SOLICITUDES
**A)** Según el texto sobre el crecimiento urbano, ¿cuántos pollos por hora procesa la avícola Itabom?
**B)** Por favor, enumera todos los años que aparecen escritos en cifras en el texto sobre el crecimiento urbano.
**C)** Prosigue el texto sobre el crecimiento urbano a partir de su última oración.

TEXTO PROPORCIONADO
.....
En Itapuí, Brasil, la avícola Itabom procesa 18.000 pollos por hora. Solo EE.UU. y China consumen más carne de pollo que Brasil: unos 45 kilos por persona al año. Foto: George Steinmetz
En Itapuí, Brasil, la avícola Itabom procesa 18.000 pollos por hora. Solo EE.UU. y China consumen más carne de pollo que Brasil: unos 45 kilos por persona al año. Foto: George Steinmetz
24 de mayo de 2015 - 00:00

El Foro Urbano Mundial, que tuvo lugar en abril de 2014, en Medellín, reveló el esfuerzo de esta ciudad colombiana por recuperar su condición de ciudad en función de reforzar la calidad de la convivencia de sus habitantes. Sin embargo, también mostró cifras alarmantes: por primera vez en la historia, más del 50% de la población mundial vive en zonas urbanas. Para corroborar esta dramática realidad, la ONU publicó sus propias previsiones: si el crecimiento demográfico se sigue dando en las condiciones actuales, el porcentaje crecería al 60% en 2030, y en 2050, la población en las ciudades del mundo alcanzaría los 6.500 millones de habitantes en contraste con un población rural de 2.790 millones. Los movimientos migratorios del campo a la ciudad no son novedad, sobre todo en América Latina, en donde el desarrollo urbano acelerado que caracterizó al siglo XX edificó las grandes capitales hasta convertirlas en verdaderos centros de acopio de población foránea. De esta manera, las demandas de consumo se concentraron progresivamente en estos centros urbanos, aparecieron los centros comerciales y las grandes cadenas de producción de alimentos se multiplicaron. Inmensas empresas de cría de ganado y granjas avícolas se asentaron en América Latina para satisfacer las necesidades de los habitantes citadinos. Pero, ¿qué está pasando con los suelos agrícolas de donde se extraen intensivamente los productos que llegan a nuestra mesa?
.....
DATOS EXTRAÍDOS
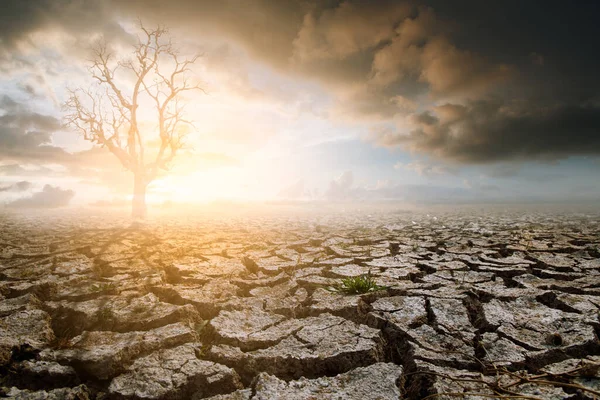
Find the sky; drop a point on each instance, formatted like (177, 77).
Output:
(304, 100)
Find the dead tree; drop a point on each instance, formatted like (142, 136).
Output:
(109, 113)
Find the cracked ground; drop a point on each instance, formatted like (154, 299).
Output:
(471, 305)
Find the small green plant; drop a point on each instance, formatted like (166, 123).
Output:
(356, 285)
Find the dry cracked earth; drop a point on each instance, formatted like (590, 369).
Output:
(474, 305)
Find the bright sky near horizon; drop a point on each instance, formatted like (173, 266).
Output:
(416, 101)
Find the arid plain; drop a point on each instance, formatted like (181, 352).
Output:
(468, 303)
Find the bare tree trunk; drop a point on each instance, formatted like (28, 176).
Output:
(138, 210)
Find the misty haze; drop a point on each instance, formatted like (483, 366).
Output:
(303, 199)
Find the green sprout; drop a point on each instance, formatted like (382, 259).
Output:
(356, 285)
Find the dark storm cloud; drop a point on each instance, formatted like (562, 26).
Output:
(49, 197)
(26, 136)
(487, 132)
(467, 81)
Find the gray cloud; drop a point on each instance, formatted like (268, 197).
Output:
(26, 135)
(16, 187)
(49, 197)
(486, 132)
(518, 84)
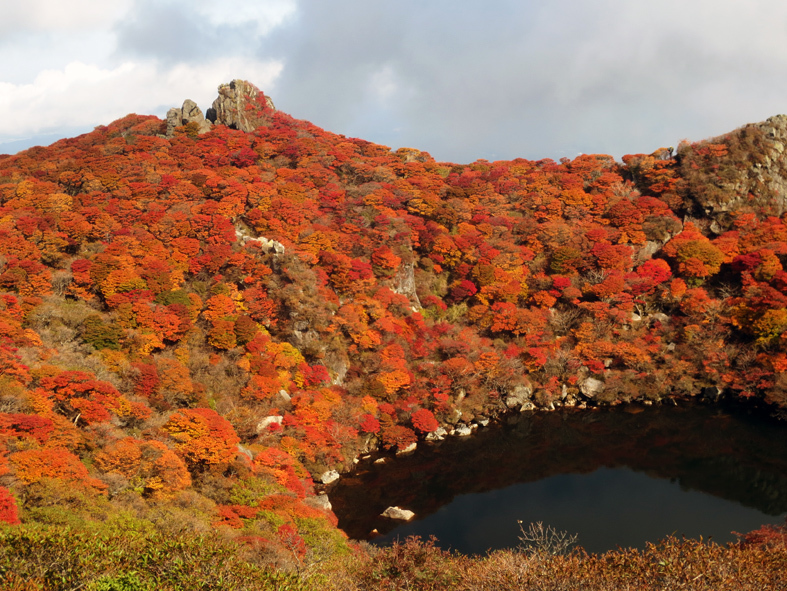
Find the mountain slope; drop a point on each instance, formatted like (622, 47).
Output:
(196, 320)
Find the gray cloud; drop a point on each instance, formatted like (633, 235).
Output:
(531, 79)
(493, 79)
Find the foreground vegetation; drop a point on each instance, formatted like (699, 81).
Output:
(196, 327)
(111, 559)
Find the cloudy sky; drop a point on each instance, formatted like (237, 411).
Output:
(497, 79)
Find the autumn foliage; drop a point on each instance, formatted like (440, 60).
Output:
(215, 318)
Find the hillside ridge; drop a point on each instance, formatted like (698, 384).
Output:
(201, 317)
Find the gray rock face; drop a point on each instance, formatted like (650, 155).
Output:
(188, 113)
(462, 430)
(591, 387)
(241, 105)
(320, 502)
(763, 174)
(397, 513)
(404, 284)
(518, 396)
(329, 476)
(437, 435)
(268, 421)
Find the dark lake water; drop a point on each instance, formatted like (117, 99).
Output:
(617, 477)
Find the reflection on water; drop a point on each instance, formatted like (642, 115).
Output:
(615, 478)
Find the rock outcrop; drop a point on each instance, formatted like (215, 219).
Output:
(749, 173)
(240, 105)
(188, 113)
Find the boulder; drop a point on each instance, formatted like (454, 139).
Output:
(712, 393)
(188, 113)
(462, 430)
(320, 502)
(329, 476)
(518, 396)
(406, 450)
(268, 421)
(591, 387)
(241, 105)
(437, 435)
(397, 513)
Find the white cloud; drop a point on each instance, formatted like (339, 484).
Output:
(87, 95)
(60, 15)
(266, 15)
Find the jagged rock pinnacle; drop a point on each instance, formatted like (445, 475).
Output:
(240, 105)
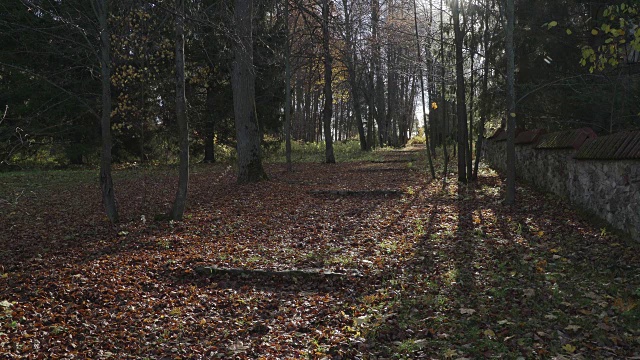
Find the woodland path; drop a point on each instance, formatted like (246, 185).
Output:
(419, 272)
.....
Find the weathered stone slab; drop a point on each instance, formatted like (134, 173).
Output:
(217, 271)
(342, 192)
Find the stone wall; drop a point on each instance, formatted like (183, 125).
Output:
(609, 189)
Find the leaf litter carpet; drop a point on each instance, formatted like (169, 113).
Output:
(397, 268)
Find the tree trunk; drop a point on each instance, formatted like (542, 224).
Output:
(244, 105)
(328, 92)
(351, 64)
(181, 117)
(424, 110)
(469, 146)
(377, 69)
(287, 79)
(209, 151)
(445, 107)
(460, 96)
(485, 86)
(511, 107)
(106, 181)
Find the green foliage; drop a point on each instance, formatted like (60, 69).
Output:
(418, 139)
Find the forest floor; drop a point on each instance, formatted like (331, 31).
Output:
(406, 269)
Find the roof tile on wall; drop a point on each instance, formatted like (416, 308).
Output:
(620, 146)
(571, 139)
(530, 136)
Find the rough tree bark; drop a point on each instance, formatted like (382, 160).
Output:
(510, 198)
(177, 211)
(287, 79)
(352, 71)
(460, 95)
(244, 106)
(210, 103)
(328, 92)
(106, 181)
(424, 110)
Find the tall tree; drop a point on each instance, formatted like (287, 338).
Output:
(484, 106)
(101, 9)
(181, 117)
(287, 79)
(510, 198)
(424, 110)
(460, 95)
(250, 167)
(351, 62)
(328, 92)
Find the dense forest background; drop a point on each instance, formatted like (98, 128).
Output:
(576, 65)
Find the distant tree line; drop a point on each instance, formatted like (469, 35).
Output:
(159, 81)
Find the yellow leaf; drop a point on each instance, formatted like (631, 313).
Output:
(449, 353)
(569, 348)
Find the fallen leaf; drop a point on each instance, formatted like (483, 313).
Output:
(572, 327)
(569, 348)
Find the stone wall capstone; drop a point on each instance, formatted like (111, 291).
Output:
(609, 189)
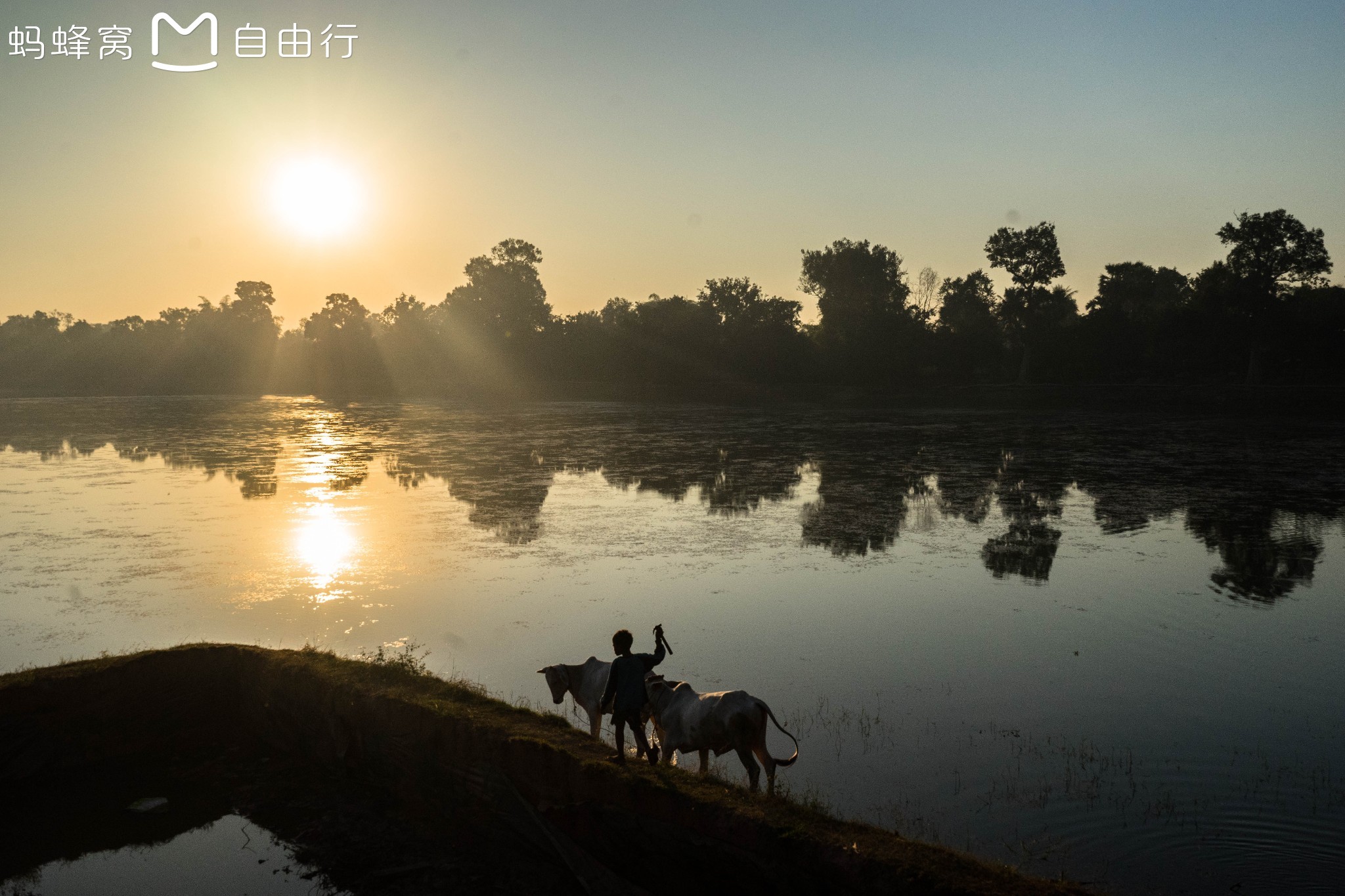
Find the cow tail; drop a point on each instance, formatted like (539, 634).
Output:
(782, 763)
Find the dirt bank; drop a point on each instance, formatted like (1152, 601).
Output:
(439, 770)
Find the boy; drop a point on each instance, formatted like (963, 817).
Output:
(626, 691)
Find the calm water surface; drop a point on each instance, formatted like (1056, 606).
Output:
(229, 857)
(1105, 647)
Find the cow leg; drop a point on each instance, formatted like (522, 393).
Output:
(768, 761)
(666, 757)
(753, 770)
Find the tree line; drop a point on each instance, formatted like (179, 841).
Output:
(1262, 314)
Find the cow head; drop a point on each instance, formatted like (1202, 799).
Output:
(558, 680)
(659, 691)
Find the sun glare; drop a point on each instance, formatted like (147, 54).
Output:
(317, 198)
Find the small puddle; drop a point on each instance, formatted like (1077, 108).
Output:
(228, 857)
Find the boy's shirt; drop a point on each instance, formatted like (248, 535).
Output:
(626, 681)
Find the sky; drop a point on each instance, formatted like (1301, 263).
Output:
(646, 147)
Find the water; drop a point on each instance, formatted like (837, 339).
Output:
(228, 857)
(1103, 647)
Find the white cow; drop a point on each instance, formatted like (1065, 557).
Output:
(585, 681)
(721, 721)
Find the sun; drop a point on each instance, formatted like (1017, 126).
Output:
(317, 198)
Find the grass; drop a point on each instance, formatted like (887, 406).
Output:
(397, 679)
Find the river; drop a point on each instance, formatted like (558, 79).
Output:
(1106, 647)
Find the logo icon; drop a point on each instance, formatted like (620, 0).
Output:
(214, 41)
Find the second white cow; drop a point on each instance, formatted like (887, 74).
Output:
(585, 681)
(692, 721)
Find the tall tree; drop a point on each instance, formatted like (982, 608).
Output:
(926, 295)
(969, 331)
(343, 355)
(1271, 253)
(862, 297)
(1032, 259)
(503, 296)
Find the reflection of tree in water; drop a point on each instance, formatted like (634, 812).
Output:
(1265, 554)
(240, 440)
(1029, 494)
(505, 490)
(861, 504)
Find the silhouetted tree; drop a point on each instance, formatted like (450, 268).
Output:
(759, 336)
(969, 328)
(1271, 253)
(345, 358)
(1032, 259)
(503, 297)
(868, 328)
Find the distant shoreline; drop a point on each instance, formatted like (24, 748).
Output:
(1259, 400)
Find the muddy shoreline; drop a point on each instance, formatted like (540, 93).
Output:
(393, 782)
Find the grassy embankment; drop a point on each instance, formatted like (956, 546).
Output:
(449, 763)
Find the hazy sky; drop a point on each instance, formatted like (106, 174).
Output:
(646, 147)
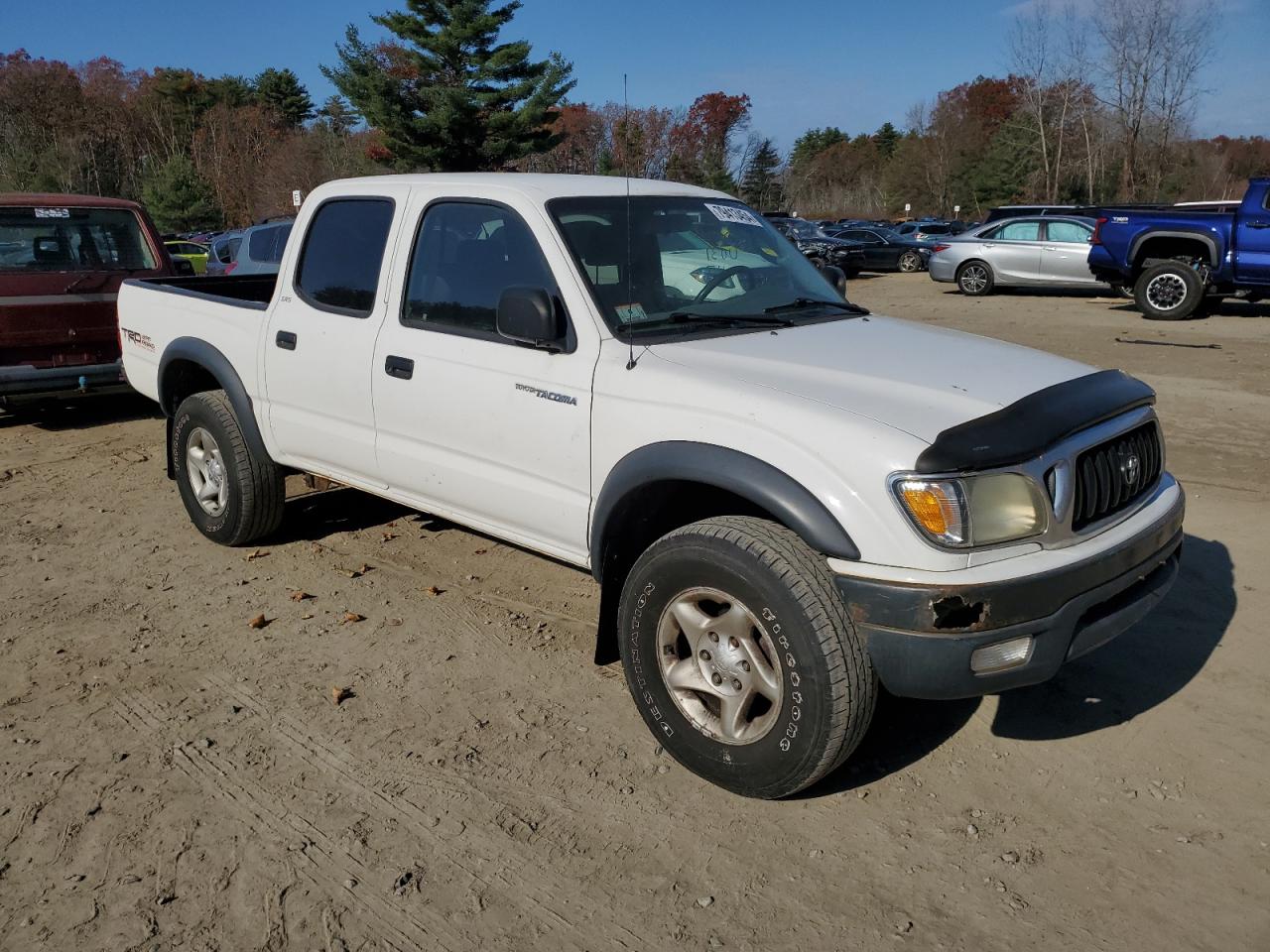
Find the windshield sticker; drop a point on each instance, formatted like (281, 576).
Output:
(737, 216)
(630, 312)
.....
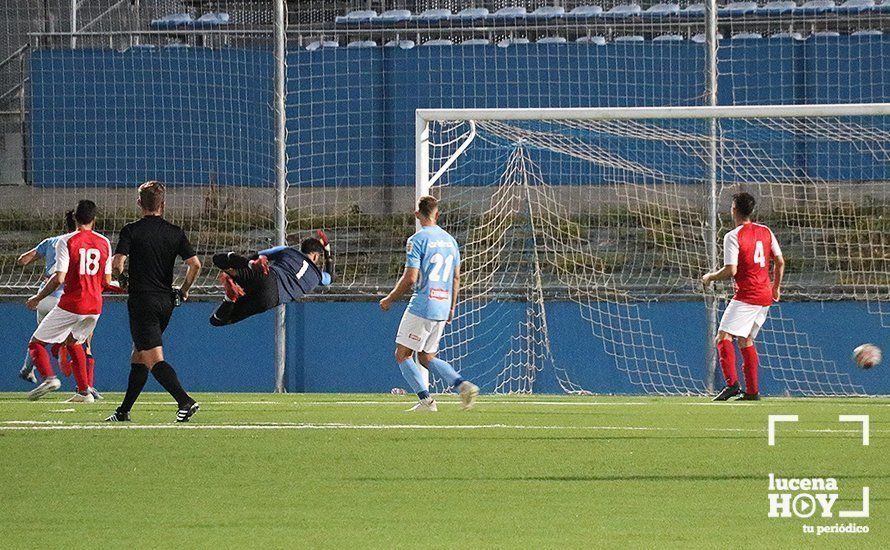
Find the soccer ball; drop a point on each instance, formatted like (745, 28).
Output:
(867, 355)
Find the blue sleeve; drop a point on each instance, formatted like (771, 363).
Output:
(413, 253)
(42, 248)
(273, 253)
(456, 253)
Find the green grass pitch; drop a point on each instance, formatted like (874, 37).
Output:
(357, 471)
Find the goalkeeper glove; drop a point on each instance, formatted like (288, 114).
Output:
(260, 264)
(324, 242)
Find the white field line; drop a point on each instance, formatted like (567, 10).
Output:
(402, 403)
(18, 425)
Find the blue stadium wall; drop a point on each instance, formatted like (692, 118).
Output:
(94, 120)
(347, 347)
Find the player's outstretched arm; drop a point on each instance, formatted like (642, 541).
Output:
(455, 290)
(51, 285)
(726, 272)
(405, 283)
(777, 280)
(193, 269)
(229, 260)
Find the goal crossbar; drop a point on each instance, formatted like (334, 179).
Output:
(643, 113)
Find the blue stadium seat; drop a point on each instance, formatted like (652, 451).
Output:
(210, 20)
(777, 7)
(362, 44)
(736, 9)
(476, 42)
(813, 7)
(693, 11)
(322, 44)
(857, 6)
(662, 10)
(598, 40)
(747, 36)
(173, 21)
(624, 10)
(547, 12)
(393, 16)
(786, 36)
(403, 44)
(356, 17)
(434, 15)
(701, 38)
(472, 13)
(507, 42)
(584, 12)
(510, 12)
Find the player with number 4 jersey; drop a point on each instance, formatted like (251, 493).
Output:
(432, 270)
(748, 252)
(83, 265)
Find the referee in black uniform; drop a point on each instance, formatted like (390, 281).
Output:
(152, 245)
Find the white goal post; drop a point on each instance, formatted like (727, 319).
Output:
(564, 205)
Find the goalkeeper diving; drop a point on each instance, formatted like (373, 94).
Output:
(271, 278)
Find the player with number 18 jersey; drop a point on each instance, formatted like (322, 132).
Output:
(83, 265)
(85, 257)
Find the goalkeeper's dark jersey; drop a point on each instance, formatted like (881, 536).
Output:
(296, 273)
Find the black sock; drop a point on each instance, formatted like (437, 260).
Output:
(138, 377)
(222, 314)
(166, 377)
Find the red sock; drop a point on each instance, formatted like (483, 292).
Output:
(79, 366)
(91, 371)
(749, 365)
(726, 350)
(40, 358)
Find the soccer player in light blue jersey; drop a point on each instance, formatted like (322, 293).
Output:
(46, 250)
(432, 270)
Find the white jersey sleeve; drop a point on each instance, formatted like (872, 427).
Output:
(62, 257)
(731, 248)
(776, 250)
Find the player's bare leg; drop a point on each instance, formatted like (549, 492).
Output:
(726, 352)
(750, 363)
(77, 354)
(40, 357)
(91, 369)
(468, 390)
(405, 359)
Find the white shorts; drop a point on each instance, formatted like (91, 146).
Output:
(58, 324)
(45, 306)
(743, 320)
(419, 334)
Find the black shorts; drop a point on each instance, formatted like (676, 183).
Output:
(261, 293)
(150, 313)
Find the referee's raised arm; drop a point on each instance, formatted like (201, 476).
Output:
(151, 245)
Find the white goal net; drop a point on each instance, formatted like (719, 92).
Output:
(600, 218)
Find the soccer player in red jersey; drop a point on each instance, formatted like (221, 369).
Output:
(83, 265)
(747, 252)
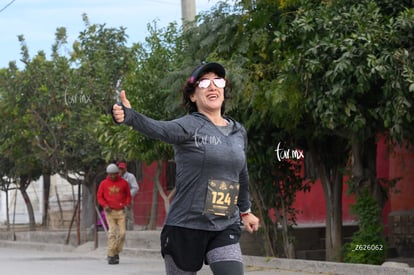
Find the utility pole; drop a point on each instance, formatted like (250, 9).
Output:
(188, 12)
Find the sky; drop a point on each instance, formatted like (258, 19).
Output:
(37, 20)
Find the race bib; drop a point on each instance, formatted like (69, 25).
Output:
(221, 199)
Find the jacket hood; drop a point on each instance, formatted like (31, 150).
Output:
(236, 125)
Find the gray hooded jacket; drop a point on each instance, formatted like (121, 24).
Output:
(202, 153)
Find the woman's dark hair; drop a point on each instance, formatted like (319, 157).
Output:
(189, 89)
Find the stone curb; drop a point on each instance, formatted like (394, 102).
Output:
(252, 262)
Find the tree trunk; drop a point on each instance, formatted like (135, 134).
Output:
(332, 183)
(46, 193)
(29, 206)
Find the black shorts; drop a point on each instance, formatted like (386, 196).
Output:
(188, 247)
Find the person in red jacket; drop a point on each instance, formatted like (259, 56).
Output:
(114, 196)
.....
RESPUESTAS EN ORDEN
**A)** 18.000 pollos por hora.

**B)** 2015, 2014, 2030 y 2050.

**C)**
Los millones de habitantes urbanos hemos olvidado nuestros vínculos con el mundo rural. El campo, para las generaciones más jóvenes, sobre todo para los nacidos a finales del siglo XX, es tan solo una entelequia con paisajes atractivos que queda lejos de casa. Hemos olvidado que concentrarnos en grandes ciudades implica también intensificar otras actividades humanas como la movilización de todos esos alimentos. Según el informe EatingOil: Food in a Changing Climate, el transporte de alimentos a larga distancia casi se duplicó entre 1968 y 1998. Esto arroja ciertas conclusiones: una minoría de la población humana está alimentando a la mayoría. Esa minoría invierte en trabajo agrícola, explota sus suelos sin respetar los ciclos naturales, invierte en transportar hacia los grandes mercados urbanos sus productos y obtiene ingresos bastante más bajos que los que obtendrán las grandes cadenas de los mercados globales para llevar a nuestra mesa los productos que fueron cultivados en algún lugar del planeta.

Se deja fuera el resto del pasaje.